[Short exercise] Beginning with the line where "the step riser" appears, retype every remaining line of the data below, both the first and last included.

________

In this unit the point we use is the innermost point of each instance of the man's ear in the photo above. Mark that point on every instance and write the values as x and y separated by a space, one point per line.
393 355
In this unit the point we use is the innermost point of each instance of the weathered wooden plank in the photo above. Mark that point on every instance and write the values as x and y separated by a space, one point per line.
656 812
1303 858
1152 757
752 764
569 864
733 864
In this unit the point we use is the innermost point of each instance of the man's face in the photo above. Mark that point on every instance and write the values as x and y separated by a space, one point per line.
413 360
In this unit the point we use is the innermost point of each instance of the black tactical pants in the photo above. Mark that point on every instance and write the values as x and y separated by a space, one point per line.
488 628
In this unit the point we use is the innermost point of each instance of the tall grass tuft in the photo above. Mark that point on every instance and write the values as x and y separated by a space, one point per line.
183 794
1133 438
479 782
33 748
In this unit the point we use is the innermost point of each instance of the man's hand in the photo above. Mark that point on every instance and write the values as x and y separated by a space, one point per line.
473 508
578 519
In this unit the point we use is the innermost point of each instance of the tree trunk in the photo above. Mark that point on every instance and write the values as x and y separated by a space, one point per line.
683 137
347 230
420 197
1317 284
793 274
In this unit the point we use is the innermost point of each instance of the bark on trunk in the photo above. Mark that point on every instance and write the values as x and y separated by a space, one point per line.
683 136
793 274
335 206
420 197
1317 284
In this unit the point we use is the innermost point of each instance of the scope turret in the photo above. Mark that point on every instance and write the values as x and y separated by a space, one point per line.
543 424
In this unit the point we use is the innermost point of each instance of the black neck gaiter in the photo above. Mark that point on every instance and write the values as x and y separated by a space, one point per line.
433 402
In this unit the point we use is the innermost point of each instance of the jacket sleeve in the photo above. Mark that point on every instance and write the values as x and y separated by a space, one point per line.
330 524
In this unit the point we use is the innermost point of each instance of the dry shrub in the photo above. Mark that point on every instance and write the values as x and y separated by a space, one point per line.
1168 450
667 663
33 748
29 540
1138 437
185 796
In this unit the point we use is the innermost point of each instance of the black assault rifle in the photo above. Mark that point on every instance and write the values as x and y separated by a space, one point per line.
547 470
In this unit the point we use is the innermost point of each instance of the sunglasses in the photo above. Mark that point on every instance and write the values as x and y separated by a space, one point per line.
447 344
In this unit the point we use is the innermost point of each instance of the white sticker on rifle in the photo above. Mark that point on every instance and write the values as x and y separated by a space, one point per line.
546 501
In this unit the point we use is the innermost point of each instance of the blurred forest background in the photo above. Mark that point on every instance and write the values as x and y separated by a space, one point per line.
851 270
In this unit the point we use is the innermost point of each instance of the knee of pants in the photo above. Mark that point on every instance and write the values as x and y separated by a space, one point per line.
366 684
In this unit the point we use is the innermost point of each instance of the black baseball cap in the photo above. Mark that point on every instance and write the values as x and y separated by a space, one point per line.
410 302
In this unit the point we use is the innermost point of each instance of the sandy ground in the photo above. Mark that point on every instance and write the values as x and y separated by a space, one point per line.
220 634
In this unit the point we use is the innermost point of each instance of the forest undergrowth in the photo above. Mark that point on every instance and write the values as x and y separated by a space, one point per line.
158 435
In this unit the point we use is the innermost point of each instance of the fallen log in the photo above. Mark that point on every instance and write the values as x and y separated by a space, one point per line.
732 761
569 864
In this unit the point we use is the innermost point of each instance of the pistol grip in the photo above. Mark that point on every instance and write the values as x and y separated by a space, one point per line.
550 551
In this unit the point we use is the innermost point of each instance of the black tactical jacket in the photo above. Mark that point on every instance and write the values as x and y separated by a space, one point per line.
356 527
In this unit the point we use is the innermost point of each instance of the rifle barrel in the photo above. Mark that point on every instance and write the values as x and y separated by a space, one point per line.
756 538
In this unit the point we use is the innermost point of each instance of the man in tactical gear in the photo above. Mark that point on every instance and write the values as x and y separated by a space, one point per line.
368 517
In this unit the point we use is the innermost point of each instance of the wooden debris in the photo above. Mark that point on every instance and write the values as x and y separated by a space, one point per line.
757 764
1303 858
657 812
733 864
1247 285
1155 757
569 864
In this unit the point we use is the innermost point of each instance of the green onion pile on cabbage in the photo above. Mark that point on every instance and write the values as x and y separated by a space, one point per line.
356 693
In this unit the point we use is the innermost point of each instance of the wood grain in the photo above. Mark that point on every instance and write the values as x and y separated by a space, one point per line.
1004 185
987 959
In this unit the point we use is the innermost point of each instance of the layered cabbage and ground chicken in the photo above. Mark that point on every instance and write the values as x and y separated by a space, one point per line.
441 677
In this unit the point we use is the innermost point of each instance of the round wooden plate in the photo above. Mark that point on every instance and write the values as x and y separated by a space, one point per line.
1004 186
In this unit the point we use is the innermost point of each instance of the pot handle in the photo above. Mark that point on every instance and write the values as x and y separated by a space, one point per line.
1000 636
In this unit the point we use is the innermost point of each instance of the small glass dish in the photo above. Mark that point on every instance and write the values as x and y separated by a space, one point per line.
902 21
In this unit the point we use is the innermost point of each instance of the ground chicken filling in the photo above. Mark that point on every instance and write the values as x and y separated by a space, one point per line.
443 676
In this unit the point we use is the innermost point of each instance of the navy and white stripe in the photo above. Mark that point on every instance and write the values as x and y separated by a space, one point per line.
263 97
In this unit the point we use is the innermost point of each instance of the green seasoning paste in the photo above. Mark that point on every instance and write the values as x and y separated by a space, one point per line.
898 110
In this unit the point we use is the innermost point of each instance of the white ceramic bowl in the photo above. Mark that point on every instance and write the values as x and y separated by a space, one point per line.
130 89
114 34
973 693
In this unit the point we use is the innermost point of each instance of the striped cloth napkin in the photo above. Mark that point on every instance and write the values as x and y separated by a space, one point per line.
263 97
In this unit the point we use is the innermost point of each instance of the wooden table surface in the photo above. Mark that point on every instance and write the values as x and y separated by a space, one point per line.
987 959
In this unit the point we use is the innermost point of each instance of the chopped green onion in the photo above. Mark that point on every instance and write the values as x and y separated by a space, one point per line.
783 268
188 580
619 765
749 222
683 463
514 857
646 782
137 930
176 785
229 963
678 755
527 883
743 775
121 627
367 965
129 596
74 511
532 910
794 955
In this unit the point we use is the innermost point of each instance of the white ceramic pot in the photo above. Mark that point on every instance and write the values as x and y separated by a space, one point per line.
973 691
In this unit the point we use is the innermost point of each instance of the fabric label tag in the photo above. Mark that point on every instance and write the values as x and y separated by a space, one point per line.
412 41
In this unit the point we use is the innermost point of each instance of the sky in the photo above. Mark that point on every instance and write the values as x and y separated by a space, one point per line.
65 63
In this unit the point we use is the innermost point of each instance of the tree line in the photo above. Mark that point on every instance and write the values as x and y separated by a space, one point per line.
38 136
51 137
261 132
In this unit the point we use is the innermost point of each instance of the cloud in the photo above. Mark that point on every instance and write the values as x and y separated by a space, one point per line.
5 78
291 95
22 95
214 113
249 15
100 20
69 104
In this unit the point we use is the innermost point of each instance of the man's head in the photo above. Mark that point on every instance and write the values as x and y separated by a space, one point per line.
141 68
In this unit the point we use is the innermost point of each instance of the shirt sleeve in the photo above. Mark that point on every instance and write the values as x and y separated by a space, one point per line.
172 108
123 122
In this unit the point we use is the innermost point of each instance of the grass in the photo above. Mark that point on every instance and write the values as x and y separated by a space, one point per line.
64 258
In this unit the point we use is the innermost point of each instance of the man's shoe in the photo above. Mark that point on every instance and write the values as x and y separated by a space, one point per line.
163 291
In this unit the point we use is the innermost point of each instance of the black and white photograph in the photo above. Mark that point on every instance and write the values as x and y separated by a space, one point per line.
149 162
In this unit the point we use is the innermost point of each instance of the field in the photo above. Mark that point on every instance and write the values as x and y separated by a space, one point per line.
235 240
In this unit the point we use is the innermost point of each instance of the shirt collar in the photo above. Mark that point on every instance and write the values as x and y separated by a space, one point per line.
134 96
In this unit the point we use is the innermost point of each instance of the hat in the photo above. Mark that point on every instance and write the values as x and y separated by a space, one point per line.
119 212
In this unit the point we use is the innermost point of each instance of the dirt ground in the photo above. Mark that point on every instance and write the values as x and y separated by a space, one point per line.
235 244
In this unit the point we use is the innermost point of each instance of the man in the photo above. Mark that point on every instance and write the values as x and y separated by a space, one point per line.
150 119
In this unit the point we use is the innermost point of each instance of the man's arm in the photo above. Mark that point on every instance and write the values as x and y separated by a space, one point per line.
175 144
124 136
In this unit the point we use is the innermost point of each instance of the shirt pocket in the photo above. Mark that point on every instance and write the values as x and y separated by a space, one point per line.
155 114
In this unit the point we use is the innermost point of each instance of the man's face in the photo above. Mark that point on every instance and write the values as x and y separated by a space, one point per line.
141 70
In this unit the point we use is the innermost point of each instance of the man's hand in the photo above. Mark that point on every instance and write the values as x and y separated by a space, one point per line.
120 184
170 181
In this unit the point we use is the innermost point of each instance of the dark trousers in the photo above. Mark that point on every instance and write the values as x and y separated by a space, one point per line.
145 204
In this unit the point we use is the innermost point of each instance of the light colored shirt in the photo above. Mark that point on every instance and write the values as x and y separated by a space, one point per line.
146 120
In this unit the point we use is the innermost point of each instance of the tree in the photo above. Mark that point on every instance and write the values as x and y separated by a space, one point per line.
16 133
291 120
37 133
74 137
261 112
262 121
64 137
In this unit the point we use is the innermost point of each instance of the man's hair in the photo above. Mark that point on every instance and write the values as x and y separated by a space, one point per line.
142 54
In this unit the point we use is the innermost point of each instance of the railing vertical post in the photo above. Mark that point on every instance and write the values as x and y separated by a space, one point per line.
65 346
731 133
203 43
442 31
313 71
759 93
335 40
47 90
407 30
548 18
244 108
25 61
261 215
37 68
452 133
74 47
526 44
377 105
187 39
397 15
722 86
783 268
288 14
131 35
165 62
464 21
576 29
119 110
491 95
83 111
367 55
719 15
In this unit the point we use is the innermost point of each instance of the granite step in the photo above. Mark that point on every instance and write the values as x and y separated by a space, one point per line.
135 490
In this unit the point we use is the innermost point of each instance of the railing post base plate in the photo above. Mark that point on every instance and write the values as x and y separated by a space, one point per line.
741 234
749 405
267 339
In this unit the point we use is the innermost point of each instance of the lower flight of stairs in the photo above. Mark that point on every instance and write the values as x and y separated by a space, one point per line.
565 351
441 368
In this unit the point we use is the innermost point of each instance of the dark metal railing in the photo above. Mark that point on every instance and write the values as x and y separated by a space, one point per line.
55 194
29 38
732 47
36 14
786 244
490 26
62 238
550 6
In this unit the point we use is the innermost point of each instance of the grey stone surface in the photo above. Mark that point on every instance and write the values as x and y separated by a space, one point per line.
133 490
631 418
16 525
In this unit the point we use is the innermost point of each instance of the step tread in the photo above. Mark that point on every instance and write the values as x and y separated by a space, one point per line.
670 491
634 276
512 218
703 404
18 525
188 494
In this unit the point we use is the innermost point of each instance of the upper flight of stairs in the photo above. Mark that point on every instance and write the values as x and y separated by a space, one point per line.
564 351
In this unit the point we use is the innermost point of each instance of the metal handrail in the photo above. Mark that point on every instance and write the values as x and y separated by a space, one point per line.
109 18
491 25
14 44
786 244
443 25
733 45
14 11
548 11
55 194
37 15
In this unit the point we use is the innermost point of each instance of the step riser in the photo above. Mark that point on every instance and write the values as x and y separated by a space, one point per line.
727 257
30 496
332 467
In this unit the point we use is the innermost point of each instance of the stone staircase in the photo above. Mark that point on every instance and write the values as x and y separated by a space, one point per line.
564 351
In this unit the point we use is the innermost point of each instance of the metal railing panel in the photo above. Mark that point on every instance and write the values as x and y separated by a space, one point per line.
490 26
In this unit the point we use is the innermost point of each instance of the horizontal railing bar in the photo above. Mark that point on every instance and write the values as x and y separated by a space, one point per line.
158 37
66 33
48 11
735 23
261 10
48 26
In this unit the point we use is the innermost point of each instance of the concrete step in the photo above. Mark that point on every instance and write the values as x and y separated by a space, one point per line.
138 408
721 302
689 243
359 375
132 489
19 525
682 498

________

[Exercise solution]
In this unit the point we use is the innermost point of each instance of the step riser in the photo above. Mark that point on every instance and write the values as x and y separated by a space, one point per line.
727 257
30 496
332 467
In this unit the point we use is the innermost point of each instance of the stone staircase in the photo above. Mark that point on every instance and write the values as x and y separated by a space, one point per line.
564 351
In this unit the point we use is the innermost point of each instance of the metal railing panel in the photo above. Mark that point on every instance and write the values as x and y separated by a space, one point per line.
490 26
In this unit the point we use is the innermost point of each instance of the horizontal railing bar in the photo above. Mark that point on every instance and write the values as x and y separated by a space, one point per line.
158 37
66 33
48 11
735 23
261 10
48 26
In this unit the point we use is the innermost point of each instance of the concrete step in the photo above. Mark that point on every instance and write the values as x and y separated by a space, one point per line.
138 408
721 302
689 243
359 375
132 489
19 525
682 498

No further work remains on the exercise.